[Stored items]
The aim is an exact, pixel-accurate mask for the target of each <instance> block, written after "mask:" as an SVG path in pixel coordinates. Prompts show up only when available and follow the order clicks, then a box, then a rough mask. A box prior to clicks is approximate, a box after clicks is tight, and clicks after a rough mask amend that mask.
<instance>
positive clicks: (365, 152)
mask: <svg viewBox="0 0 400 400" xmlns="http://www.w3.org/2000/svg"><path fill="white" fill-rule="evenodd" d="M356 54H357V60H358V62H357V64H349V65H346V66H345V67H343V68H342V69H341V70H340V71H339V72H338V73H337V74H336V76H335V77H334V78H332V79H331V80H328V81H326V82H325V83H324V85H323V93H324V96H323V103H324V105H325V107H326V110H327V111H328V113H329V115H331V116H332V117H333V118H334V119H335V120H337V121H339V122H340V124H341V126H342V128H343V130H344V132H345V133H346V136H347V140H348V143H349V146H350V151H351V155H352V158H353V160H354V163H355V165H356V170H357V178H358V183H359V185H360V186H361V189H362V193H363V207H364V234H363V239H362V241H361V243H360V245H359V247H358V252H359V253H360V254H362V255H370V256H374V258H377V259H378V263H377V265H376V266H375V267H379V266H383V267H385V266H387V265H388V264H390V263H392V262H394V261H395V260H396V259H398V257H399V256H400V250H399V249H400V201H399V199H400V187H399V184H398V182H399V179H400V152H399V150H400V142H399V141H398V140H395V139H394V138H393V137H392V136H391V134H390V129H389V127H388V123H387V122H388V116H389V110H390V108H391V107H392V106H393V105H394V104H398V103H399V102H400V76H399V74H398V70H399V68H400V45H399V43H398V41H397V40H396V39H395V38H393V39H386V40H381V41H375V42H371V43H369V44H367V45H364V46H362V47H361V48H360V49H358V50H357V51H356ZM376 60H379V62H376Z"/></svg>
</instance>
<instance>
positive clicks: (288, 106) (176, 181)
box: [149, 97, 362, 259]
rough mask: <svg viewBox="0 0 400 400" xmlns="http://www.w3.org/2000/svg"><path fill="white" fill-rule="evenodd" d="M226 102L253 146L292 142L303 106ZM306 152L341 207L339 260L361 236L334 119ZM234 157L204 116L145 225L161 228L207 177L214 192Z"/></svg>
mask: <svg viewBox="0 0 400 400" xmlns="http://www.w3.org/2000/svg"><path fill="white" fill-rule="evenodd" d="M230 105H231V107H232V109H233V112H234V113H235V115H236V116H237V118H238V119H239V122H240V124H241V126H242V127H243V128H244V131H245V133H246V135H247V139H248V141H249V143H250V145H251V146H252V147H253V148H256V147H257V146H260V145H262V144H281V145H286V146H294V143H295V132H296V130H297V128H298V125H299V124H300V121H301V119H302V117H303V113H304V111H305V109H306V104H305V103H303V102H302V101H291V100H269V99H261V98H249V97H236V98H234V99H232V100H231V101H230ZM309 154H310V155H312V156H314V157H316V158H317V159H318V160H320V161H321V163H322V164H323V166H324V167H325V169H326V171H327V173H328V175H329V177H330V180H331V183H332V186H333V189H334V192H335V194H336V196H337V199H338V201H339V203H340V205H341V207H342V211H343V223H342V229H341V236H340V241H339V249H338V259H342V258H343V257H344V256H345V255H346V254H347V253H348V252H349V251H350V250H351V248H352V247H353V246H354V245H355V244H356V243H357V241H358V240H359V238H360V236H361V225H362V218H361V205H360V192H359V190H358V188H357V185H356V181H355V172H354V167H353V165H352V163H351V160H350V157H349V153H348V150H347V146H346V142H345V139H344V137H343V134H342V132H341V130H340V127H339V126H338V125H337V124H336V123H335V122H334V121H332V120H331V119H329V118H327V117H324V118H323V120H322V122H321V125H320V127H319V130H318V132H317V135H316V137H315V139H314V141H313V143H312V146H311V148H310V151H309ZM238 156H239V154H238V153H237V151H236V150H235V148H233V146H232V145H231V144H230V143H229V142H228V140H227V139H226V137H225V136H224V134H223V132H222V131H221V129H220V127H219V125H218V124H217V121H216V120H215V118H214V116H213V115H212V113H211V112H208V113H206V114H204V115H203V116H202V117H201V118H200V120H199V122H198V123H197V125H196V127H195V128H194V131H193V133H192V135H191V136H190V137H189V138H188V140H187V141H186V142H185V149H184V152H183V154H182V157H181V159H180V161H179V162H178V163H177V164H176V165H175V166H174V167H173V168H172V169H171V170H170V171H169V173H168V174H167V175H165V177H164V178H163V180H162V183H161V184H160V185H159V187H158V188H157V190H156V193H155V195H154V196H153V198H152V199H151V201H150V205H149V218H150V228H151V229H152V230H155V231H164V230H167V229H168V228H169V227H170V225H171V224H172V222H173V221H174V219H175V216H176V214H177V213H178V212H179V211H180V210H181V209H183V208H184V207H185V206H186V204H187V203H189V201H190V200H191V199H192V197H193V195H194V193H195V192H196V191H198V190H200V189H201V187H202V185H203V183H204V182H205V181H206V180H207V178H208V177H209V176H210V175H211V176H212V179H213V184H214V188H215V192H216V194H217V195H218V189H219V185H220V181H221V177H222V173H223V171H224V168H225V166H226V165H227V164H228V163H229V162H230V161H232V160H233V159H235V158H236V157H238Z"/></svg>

§ **ACTIVITY**
Make a verbatim copy of every entry shown above.

§ **RESULT**
The aim is an exact, pixel-accurate mask for the target of each <instance> block, written after "mask:" as an SVG path in pixel coordinates. Prompts show up only when available and follow the order clicks, then a box, then a rough mask. A box prior to clicks is approximate, a box after clicks is tight, and clicks after a rough mask amend that mask.
<instance>
positive clicks: (365, 152)
mask: <svg viewBox="0 0 400 400" xmlns="http://www.w3.org/2000/svg"><path fill="white" fill-rule="evenodd" d="M356 54H357V60H358V62H357V64H349V65H346V66H345V67H343V68H342V69H341V70H340V71H339V72H338V73H337V74H336V76H335V77H334V78H332V79H331V80H328V81H326V82H325V83H324V85H323V93H324V96H323V103H324V105H325V107H326V110H327V111H328V113H329V115H331V116H332V117H333V118H334V119H335V120H337V121H339V122H340V124H341V126H342V128H343V130H344V132H345V133H346V136H347V140H348V143H349V146H350V151H351V155H352V158H353V160H354V163H355V165H356V170H357V178H358V183H359V185H360V186H361V189H362V193H363V207H364V234H363V239H362V241H361V243H360V245H359V247H358V252H359V253H360V254H362V255H370V256H374V258H377V259H378V263H377V265H376V266H375V267H379V266H383V267H385V266H387V265H388V264H390V263H392V262H394V261H395V260H396V259H398V257H399V256H400V250H399V249H400V201H399V199H400V187H399V184H398V182H399V179H400V152H399V150H400V142H399V141H398V140H395V139H394V138H393V137H392V136H391V134H390V129H389V127H388V123H387V122H388V116H389V110H390V108H391V107H392V106H393V105H394V104H398V103H399V102H400V76H399V74H398V70H399V68H400V45H399V43H398V41H397V40H396V39H395V38H393V39H386V40H381V41H375V42H371V43H369V44H367V45H364V46H362V47H361V48H360V49H358V50H357V51H356ZM376 60H379V62H376Z"/></svg>
</instance>
<instance>
positive clicks: (288, 106) (176, 181)
box: [149, 97, 362, 259]
rough mask: <svg viewBox="0 0 400 400" xmlns="http://www.w3.org/2000/svg"><path fill="white" fill-rule="evenodd" d="M226 102L253 146L292 142L303 106ZM306 152L341 207L339 260L361 236L334 119ZM234 157L204 116L145 225L161 228L207 177L214 192Z"/></svg>
mask: <svg viewBox="0 0 400 400" xmlns="http://www.w3.org/2000/svg"><path fill="white" fill-rule="evenodd" d="M230 105H231V107H232V109H233V112H234V113H235V115H236V116H237V118H238V119H239V122H240V124H241V126H242V127H243V128H244V131H245V133H246V135H247V139H248V141H249V143H250V145H251V146H252V147H253V148H256V147H257V146H260V145H262V144H281V145H286V146H294V143H295V132H296V130H297V128H298V125H299V124H300V121H301V119H302V117H303V113H304V111H305V109H306V104H305V103H303V102H302V101H291V100H269V99H261V98H249V97H236V98H234V99H232V100H231V101H230ZM309 154H310V155H312V156H314V157H316V158H317V159H318V160H320V161H321V163H322V164H323V166H324V167H325V169H326V171H327V173H328V175H329V177H330V180H331V183H332V186H333V189H334V192H335V194H336V196H337V199H338V201H339V203H340V205H341V207H342V211H343V223H342V229H341V236H340V241H339V249H338V259H342V258H343V257H344V256H345V255H346V254H347V253H348V252H349V251H350V250H351V248H352V247H353V246H354V245H355V244H356V243H357V241H358V240H359V238H360V236H361V225H362V218H361V205H360V192H359V190H358V188H357V185H356V181H355V172H354V167H353V165H352V163H351V160H350V157H349V153H348V150H347V146H346V142H345V139H344V137H343V134H342V132H341V130H340V127H339V126H338V125H337V124H336V123H335V122H334V121H332V120H331V119H329V118H327V117H324V118H323V120H322V122H321V125H320V127H319V130H318V132H317V135H316V137H315V139H314V141H313V143H312V146H311V148H310V151H309ZM238 156H239V154H238V153H237V151H236V150H235V148H233V146H232V145H231V144H230V143H229V142H228V140H227V139H226V137H225V136H224V134H223V132H222V131H221V129H220V127H219V125H218V124H217V121H216V120H215V118H214V116H213V115H212V113H211V112H208V113H206V114H204V115H203V116H202V117H201V118H200V120H199V122H198V123H197V125H196V127H195V128H194V131H193V133H192V135H191V136H190V137H189V138H188V140H187V141H186V142H185V149H184V152H183V154H182V157H181V159H180V161H179V162H178V163H177V164H176V165H175V166H174V167H173V168H172V169H171V170H170V171H169V173H168V174H167V175H165V177H164V178H163V180H162V183H161V184H160V185H159V187H158V188H157V190H156V193H155V195H154V196H153V198H152V199H151V201H150V205H149V218H150V228H151V229H152V230H155V231H164V230H167V229H168V228H169V227H170V225H171V224H172V222H173V221H174V219H175V216H176V214H177V213H178V212H179V211H180V210H181V209H183V208H184V207H185V206H186V204H187V203H189V201H190V200H191V199H192V197H193V195H194V193H195V192H196V191H198V190H200V189H201V187H202V185H203V183H204V182H205V181H206V180H207V178H208V177H209V176H210V175H211V176H212V179H213V184H214V188H215V192H216V194H217V195H218V189H219V185H220V181H221V177H222V173H223V171H224V168H225V166H226V165H227V164H228V163H229V162H230V161H232V160H233V159H235V158H236V157H238Z"/></svg>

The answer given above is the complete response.